FRAGMENTO CITADO →
════

Hace unos días, un tweet de una conocida sección de una importante cabecera se interrogaba: «¿tiene futuro la mesa del comedor o es solo un vestigio de un pasado en que las familias (y las casas) eran grandes, no había televisión ni móvil y teníamos que comer todos juntos manteniendo una conversación?». Cabría hacer una lectura en clave irónica o rastrear un deje de melancolía, pero sería ignorar el valor ofensivo que hoy tienen expresiones como “vestigio de un pasado” y ese aire de fastidio del «teníamos que», que es un «jo, qué rollo» en toda regla.

════

ENUNCIADO 1 →
Según el fragmento sobre la mesa del comedor, ¿en qué tipo de publicación apareció la pregunta sobre el futuro de esa mesa?
ENUNCIADO 2 →
Retoma el fragmento sobre la mesa del comedor y prosíguelo a partir de su última oración.
Las filas proceden de otra fuente.

════

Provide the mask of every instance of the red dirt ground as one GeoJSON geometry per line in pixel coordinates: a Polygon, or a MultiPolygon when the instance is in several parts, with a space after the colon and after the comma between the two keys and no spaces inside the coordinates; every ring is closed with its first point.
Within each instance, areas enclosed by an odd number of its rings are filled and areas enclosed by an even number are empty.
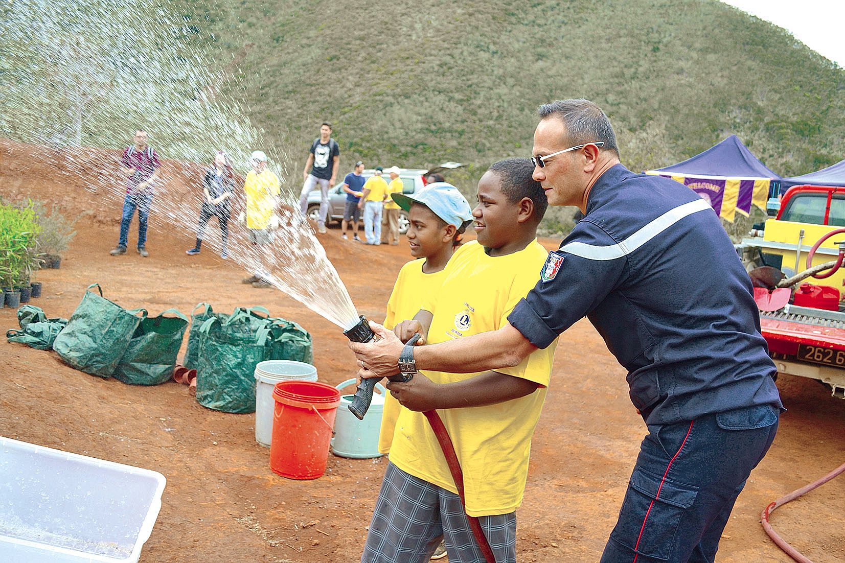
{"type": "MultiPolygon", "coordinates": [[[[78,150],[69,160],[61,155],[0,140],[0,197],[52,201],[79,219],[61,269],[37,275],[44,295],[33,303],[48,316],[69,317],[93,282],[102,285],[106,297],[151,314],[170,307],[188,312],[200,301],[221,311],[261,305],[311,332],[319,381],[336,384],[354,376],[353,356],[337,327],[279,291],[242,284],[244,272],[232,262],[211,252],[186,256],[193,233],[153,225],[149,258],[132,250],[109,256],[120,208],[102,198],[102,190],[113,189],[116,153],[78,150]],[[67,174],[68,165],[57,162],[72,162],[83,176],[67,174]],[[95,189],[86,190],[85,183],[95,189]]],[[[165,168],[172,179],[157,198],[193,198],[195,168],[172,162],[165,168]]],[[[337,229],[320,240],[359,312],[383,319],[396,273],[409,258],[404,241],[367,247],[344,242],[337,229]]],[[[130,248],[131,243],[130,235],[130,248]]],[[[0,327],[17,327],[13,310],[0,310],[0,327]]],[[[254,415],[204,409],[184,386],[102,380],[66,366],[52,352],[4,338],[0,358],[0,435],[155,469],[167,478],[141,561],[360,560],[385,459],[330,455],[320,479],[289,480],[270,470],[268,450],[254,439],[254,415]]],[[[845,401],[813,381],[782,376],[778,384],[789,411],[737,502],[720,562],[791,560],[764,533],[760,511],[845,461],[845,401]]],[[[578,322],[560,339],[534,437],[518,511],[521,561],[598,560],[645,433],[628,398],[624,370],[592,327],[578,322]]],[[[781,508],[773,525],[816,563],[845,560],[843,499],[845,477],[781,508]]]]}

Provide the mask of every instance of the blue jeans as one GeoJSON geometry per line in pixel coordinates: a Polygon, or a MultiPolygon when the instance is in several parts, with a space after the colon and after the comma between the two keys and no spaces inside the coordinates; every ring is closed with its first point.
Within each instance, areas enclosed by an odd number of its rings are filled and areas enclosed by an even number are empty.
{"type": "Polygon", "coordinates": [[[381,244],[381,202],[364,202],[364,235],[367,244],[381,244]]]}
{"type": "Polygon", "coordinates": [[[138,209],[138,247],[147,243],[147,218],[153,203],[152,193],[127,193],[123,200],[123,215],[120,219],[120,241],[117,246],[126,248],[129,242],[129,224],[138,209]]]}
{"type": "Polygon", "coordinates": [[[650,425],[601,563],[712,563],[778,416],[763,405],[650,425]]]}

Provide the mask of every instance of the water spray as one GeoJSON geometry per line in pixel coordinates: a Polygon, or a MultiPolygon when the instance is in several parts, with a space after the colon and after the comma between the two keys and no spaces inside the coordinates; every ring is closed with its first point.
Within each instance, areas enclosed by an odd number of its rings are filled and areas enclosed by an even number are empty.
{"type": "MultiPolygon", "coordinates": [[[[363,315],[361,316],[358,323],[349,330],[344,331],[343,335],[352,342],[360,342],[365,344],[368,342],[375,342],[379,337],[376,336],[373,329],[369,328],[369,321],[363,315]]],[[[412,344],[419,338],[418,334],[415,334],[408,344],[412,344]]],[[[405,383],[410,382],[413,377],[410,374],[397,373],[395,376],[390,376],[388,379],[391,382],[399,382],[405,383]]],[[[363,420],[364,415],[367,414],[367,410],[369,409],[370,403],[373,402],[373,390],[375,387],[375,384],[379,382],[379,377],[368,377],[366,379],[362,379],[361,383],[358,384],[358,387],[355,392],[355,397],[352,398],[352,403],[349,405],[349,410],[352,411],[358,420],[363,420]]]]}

════

RESPUESTA DEL EJERCICIO 1 →
En un tweet de una conocida sección de una importante cabecera.

RESPUESTA DEL EJERCICIO 2 →
Afrontemos la cuestión y hagámoslo en la medida de lo posible sin nostalgia, vicio que delata nuestra edad e interfiere nuestro criterio. Hay una buena observación en ese tweet y es que las casas eran grandes. En efecto, hubo una etapa entre el fin de la segunda guerra mundial y el nuevo milenio en el que las clases medias occidentales conocieron el lujo del espacio. Y esa disponibilidad hizo posible que una habitación de la casa, diferente a la cocina, se transformara en un decorado donde cada día se oficiaba el mismo ritual. Las familias muy devotas intensificaban ese aspecto ceremonial al bendecir los alimentos, gesto que me parece de una inmensa delicadeza. La gratitud, ese «vestigio de un pasado», es un sentimiento ajeno al ethos de ese consumidor en que todos hemos devenido.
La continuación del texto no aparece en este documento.